Task brief. Format every line of the entries below as a JSON list of strings, one string per line, and skip any blank lines. Leave the pictures out of the list.

Entries for image point annotation:
(begin)

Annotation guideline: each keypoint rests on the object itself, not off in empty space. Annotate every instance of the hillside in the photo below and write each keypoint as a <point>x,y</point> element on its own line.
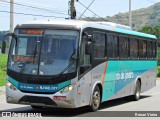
<point>142,17</point>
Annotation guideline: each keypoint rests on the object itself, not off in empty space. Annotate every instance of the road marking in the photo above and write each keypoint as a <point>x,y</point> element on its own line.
<point>156,93</point>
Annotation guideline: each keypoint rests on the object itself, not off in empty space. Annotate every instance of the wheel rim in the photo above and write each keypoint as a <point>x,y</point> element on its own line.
<point>96,99</point>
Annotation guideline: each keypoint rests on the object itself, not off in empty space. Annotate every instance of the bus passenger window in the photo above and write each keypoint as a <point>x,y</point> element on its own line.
<point>142,49</point>
<point>124,47</point>
<point>154,49</point>
<point>149,49</point>
<point>112,46</point>
<point>99,45</point>
<point>133,48</point>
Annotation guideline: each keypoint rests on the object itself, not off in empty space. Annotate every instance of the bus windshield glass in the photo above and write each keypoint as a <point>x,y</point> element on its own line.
<point>50,52</point>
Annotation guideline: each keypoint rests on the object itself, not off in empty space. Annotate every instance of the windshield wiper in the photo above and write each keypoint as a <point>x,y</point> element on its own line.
<point>73,59</point>
<point>35,51</point>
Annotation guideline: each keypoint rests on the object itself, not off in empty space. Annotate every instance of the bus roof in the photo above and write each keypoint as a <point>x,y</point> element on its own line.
<point>99,25</point>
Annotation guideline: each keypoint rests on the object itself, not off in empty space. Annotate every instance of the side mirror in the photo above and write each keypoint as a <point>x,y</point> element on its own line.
<point>88,48</point>
<point>5,38</point>
<point>3,51</point>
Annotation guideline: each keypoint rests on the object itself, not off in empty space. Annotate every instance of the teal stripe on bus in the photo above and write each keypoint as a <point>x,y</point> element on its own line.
<point>138,67</point>
<point>130,32</point>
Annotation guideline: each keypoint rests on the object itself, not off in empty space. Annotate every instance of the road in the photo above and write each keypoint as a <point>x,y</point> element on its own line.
<point>150,101</point>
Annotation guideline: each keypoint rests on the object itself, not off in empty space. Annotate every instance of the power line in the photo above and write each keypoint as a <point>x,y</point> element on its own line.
<point>91,11</point>
<point>34,7</point>
<point>30,14</point>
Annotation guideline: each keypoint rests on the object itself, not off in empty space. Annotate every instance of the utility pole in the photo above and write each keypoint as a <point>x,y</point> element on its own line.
<point>72,10</point>
<point>11,15</point>
<point>130,14</point>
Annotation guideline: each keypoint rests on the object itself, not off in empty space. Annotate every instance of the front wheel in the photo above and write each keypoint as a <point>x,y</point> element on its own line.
<point>96,99</point>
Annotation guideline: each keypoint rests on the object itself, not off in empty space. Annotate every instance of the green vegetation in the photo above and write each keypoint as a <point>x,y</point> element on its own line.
<point>142,17</point>
<point>3,65</point>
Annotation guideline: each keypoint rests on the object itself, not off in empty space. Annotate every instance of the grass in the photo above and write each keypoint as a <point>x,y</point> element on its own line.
<point>3,65</point>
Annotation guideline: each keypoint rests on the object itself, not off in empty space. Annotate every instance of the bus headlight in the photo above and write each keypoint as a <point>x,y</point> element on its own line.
<point>11,86</point>
<point>67,89</point>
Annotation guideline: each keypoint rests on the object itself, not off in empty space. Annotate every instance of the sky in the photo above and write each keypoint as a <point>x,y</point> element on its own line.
<point>58,9</point>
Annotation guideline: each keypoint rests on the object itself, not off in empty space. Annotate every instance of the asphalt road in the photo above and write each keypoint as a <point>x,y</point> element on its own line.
<point>150,101</point>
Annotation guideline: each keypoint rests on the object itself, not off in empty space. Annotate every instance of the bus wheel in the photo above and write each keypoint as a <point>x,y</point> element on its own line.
<point>36,107</point>
<point>96,99</point>
<point>136,96</point>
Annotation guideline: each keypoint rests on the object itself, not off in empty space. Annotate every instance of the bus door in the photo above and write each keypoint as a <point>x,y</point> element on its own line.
<point>85,74</point>
<point>98,57</point>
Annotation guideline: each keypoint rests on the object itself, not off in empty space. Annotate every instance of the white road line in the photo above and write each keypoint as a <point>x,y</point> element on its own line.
<point>156,93</point>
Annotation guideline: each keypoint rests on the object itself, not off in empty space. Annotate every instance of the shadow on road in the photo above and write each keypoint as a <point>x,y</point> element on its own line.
<point>58,112</point>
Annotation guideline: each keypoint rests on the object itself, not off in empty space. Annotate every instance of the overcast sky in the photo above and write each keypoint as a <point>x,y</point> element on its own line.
<point>59,8</point>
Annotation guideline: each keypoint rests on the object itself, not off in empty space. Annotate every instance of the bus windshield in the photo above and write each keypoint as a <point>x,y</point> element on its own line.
<point>51,53</point>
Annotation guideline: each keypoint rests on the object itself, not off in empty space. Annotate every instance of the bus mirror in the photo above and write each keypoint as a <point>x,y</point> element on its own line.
<point>4,41</point>
<point>88,48</point>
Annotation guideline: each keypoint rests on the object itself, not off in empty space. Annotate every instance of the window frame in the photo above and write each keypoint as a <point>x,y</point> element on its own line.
<point>137,39</point>
<point>93,45</point>
<point>126,36</point>
<point>114,34</point>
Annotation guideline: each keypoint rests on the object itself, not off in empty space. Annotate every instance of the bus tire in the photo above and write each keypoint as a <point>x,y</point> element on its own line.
<point>136,95</point>
<point>96,100</point>
<point>36,107</point>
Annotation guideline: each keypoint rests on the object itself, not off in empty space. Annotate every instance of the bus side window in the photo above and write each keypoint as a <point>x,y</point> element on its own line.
<point>112,46</point>
<point>85,60</point>
<point>99,45</point>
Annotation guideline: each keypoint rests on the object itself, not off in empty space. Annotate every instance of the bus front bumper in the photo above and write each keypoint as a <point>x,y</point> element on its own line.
<point>66,100</point>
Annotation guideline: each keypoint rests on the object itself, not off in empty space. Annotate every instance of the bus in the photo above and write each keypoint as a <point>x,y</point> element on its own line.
<point>71,64</point>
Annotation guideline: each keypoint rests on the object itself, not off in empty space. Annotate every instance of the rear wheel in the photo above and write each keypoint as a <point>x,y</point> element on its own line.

(end)

Problem solution.
[
  "Annotation guideline: each keypoint rests on the object itself, not off in empty space. Annotate every instance of the hillside in the photo below and write each keypoint as a <point>x,y</point> element on its own line.",
  "<point>142,17</point>",
  "Annotation guideline: each keypoint rests on the object itself, not off in empty space. Annotate every instance of the road marking in the photo above and write each keypoint as a <point>x,y</point> element on its own line.",
  "<point>156,93</point>",
  "Annotation guideline: each keypoint rests on the object itself, not off in empty space. Annotate every instance of the wheel rim in the photo above and write each keypoint as a <point>x,y</point> element on its own line.",
  "<point>96,99</point>",
  "Annotation guideline: each keypoint rests on the object itself, not off in empty space. Annotate every instance of the bus passenger window in the photo above and write each keypoint as a <point>x,y</point> element on its own line.",
  "<point>142,49</point>",
  "<point>124,47</point>",
  "<point>154,49</point>",
  "<point>149,49</point>",
  "<point>112,46</point>",
  "<point>99,45</point>",
  "<point>133,48</point>",
  "Annotation guideline: each keypoint rests on the object itself, not off in empty space. Annotate every instance of the bus windshield glass in the photo above and write each keypoint as a <point>x,y</point> element on its own line.",
  "<point>50,52</point>",
  "Annotation guideline: each keypoint rests on the object itself, not off in empty space. Annotate every instance of the windshield wiper in the photo above and write each keypoint as a <point>x,y</point> element on its own line.",
  "<point>73,59</point>",
  "<point>35,51</point>",
  "Annotation guideline: each keypoint rests on the object itself, not off in empty space. Annotate every instance of the bus roof in the photo above and write each keypoint as a <point>x,y</point> element on its own line.",
  "<point>99,25</point>",
  "Annotation guideline: each keypoint rests on the object itself, not off in empty space. Annotate every instance of the side mirror in the photo above and write each keypoint as a <point>x,y</point> element on its own line.",
  "<point>88,48</point>",
  "<point>5,38</point>",
  "<point>3,51</point>",
  "Annotation guideline: each keypoint rests on the object itself, not off in empty space. Annotate every instance of the teal stripe on bus in the photo above and write each keypoint as a <point>x,y</point> element on its own line.",
  "<point>138,67</point>",
  "<point>130,32</point>",
  "Annotation guideline: each keypoint rests on the object itself, not off in empty space. Annotate every instance of the road in the photo above and write each keypoint as a <point>x,y</point> element on its own line.",
  "<point>150,101</point>",
  "Annotation guideline: each keypoint rests on the object itself, not off in empty space. Annotate every instance of the power line in the photo above and write each keypoint as a <point>x,y</point> element on its own line.",
  "<point>91,11</point>",
  "<point>34,7</point>",
  "<point>30,14</point>",
  "Annotation guideline: each keypoint rests on the object itself, not off in empty space. Annotate every instance of the utility pole in the photo above and write each keypoint as a <point>x,y</point> element on its own line.",
  "<point>72,10</point>",
  "<point>11,15</point>",
  "<point>130,14</point>",
  "Annotation guideline: each keypoint rests on the object itself, not off in empty space. Annotate every instance of the front wheel in the photo above and write each keypoint as a <point>x,y</point> element on its own line.",
  "<point>96,99</point>",
  "Annotation guideline: each keypoint rests on the object itself, not off in empty space. Annotate every instance of the green vegetation in the photo above and write each keypoint as a <point>x,y</point> element on its own line.",
  "<point>142,17</point>",
  "<point>3,65</point>",
  "Annotation guideline: each keypoint rests on the object itself, not off in empty space. Annotate every instance of the grass in the photo above and write each keypoint as a <point>x,y</point> element on its own line.",
  "<point>3,65</point>",
  "Annotation guideline: each keypoint rests on the object itself, not off in empty space. Annotate every instance of the bus headlight in the photo above and write each keypoint as a <point>x,y</point> element on its own line.",
  "<point>11,86</point>",
  "<point>67,89</point>",
  "Annotation guideline: each keypoint rests on the object itself, not off in empty space. Annotate every instance of the sky in the photo above and write each keypoint as a <point>x,y</point> element on its own line.",
  "<point>58,9</point>",
  "Annotation guideline: each keypoint rests on the object itself, not off in empty space. Annotate every instance of the asphalt road in the photo above and write each keypoint as a <point>x,y</point> element on its own line.",
  "<point>150,101</point>",
  "Annotation guideline: each keypoint rests on the object itself, not off in empty space. Annotate every instance of the bus wheel in the photo above and write each keypoint as a <point>x,y</point> element on its own line.",
  "<point>36,107</point>",
  "<point>96,99</point>",
  "<point>136,96</point>",
  "Annotation guideline: each keypoint rests on the object itself, not off in empty space. Annotate every instance of the bus door in the photo above and write each keypoint as a <point>x,y</point> element on its own line.",
  "<point>85,74</point>",
  "<point>98,57</point>",
  "Annotation guideline: each keypoint rests on the object itself, not off in empty space. Annotate every instance of the white road line in the photo above and write each keypoint as a <point>x,y</point> element on its own line.",
  "<point>156,93</point>",
  "Annotation guideline: each keypoint rests on the object itself, not off in empty space. Annotate every instance of the shadow on road in the photo above and write each keypoint as a <point>x,y</point> element on its own line.",
  "<point>58,112</point>",
  "Annotation guideline: each keypoint rests on the object itself, not off in empty space. Annotate every instance of the overcast sky in the photo above and write each keypoint as a <point>x,y</point> element on its own line.",
  "<point>59,8</point>",
  "Annotation guideline: each keypoint rests on the object itself, not off in empty space. Annotate every instance of the bus windshield in the photo above and write each keypoint as a <point>x,y</point> element on its own line.",
  "<point>51,53</point>",
  "Annotation guideline: each keypoint rests on the object itself, not off in empty space. Annotate every instance of the bus mirror in the photo above and write each keypoint as a <point>x,y</point> element on its own line.",
  "<point>4,41</point>",
  "<point>88,48</point>",
  "Annotation guideline: each keypoint rests on the object itself, not off in empty space. Annotate every instance of the window frame in the photo above and write each keypoint as a <point>x,y</point> element on its own line.",
  "<point>137,39</point>",
  "<point>93,45</point>",
  "<point>126,36</point>",
  "<point>114,34</point>",
  "Annotation guideline: each keypoint rests on the object itself, not off in empty space. Annotate every instance of the bus tire in the photo above and write each keypoint as a <point>x,y</point> element on its own line.",
  "<point>136,95</point>",
  "<point>96,100</point>",
  "<point>36,107</point>",
  "Annotation guideline: each keypoint rests on the object itself, not off in empty space. Annotate every instance of the bus side window in the photo above and write each keypoint as a <point>x,y</point> element on its own line.",
  "<point>112,46</point>",
  "<point>85,60</point>",
  "<point>99,45</point>",
  "Annotation guideline: each keypoint rests on the object itself, not off in empty space. Annotate every instance of the bus front bumper in the photo above and write each keypoint as a <point>x,y</point> element on its own line.",
  "<point>66,100</point>",
  "Annotation guideline: each keypoint rests on the object itself, not off in empty space. Annotate every instance of the bus in the photo above and write each keypoint as a <point>x,y</point> element on its own line.",
  "<point>71,64</point>",
  "Annotation guideline: each keypoint rests on the object itself, not off in empty space. Annotate every instance of the rear wheel in the photo above and write each keypoint as a <point>x,y</point> element on its own line."
]